╭─ Passage for review

If you're going to whine on the internet, don't be surprised if someone jumps your shit. It's a hard world so get used to it, and don't try to threaten me with carving my name into your skin. By the way. before I changed it, my last name was XXKXKKXXXKKXKXKKXKXXKKXKson. Get pictures, no tits required. (I'm originally from a small village in KXKXKXKXistan.) Shit, what's the poor bastard who actually sees your tits and then dumps your crazy ass going to have done in his honor? You gonna snort some popcorn salt and then blog about that? That'll show him! Are you gonna gargle drano? I bet then they'll all be sorry! But ol' maynard256 will never kill herself, 'cause how could she milk it on her blog afterwards?

I can't believe that the norm consists of feeling sorry for dipshits like this rather than telling them like it is. Reality isn't for everybody, so if you can't take it, vacate the premises. I refuse to acquiesce to bitch-ass pity parties internet or not, livejournal or not, carving on yourself or not.

Debutantes used to "come out", ever heard of that? When they did, they were fair game for all the intrigue and complication society could throw at them. Little girlies who aren't "out" yet have no business in the company of adults. When I send them back to the kitchen for more seasoning, it's for the good of everyone.]

my department heads

These guys are the big bosses and wield extraordinary power and influence. They're kind of like the dragon at the end of super mario brothers. Notice the lack of ironic flair and what a pussy I sound like.

╰─
╭─ Recorded data

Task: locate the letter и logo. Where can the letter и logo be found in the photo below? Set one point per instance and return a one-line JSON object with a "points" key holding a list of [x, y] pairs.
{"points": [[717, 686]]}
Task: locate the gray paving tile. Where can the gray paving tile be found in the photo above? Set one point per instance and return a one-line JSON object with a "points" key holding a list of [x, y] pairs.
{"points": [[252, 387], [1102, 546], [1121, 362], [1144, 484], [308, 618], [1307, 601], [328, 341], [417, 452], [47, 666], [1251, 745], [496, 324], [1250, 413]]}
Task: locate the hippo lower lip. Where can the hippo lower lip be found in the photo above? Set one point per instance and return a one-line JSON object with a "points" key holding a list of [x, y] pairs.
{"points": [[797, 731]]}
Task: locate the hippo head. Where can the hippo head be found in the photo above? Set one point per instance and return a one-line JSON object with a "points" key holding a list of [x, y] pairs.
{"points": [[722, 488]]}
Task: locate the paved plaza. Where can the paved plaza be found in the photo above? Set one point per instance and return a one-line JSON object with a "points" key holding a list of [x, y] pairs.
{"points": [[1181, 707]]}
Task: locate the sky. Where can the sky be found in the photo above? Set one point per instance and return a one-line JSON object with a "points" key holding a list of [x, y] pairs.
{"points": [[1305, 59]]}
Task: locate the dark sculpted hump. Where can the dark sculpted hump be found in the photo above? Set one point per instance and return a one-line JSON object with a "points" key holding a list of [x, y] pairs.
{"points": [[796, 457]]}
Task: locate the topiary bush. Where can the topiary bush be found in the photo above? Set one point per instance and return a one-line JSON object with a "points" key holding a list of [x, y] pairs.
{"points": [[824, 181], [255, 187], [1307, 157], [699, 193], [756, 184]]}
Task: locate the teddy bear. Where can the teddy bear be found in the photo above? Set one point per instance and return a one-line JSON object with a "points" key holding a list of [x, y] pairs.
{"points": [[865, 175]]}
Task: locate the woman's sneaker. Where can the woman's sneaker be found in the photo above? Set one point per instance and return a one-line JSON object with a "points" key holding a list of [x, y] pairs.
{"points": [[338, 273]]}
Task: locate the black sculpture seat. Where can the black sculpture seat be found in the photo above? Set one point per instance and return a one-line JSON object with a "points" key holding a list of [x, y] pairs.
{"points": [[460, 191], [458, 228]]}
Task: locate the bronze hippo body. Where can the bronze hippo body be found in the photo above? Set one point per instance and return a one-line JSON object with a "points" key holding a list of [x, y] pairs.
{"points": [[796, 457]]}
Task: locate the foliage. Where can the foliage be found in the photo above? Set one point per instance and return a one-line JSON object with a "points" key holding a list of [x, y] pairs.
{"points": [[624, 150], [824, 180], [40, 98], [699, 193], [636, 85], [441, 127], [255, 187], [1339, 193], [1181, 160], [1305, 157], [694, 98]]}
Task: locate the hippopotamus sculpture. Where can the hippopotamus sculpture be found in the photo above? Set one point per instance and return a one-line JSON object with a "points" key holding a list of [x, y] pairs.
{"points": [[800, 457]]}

╰─

• **Task item A**: In the blog rant, why does the writer say maynard256 will never kill herself?
• **Task item B**: From the blog rant, repeat the part from "Debutantes used to" up to and including "I sound like.".
• **Task item C**: Pick up the blog rant after its last sentence and write the next part.

• **Output A**: The writer says maynard256 will never do it because she couldn't milk it on her blog afterwards.

• **Output B**:
Debutantes used to "come out", ever heard of that? When they did, they were fair game for all the intrigue and complication society could throw at them. Little girlies who aren't "out" yet have no business in the company of adults. When I send them back to the kitchen for more seasoning, it's for the good of everyone.]

my department heads

These guys are the big bosses and wield extraordinary power and influence. They're kind of like the dragon at the end of super mario brothers. Notice the lack of ironic flair and what a pussy I sound like.

• **Output C**:
We are throwing away lots of things that have to be refrigerated and that aren't. More often than not they're expensive.

I've heard [one of you] jest you've been looking around for a briefcase containing a few million dollars and while this might be less appealing, I think it would be worthwhile to pursue a means of teaching people how much money they're throwing away. [One of our retired coworkers] was famous for writing prices on envelopes and making sure you knew how bad it would be to blow it on a dose of zenapax. I'm not advocating we adopt "the [retired coworker] method", but it was effective in getting me and other people to pay closer attention.

Someone here had to throw away six vials of Alteplase yesterday that were warm in a bucket. No one knew how long they'd been sitting there. This is one of the things I'm not sure anyone tells you about, and losses this big and this regular should not be ignored. Someone's just handed me another vial of it just now, and after I check to see if it's hazardous waste or not, it's going in the appropriate trash receptacle, as well. I turn it over in my hand and wonder how many of them I would have to prevent the discarding of to justify my spot on the payroll. Then there's the octreotide and darbepoetin that on so many occasions have also died on the proverbial vine. I could go on, but it would only be for effect and we're all needing to get important work done.

I've considered that you don't need me telling you this; I'm sure you have spreadsheets that stretch beyond my imagination.

If we're holding back on overtime in order to save less money than we're throwing away in expired refrigerated meds as a result of not having people here long enough to get their drugs put away, it strikes me that this seems like bad way to do things. However, I'm nearly positive it's not an issue of people not being here long enough to do it. I think it's that they're unclear on expense and are ignorantly spending dollars to save dimes.

I could have made this shorter and just said we could use a sort of guideline that goes something like :
No aspirin tablets should ever be put on the shelf until all the refrigerated meds are refrigerated.
But I didn't want to be so messianic without an explanation, which I now feel satisfied I have provided.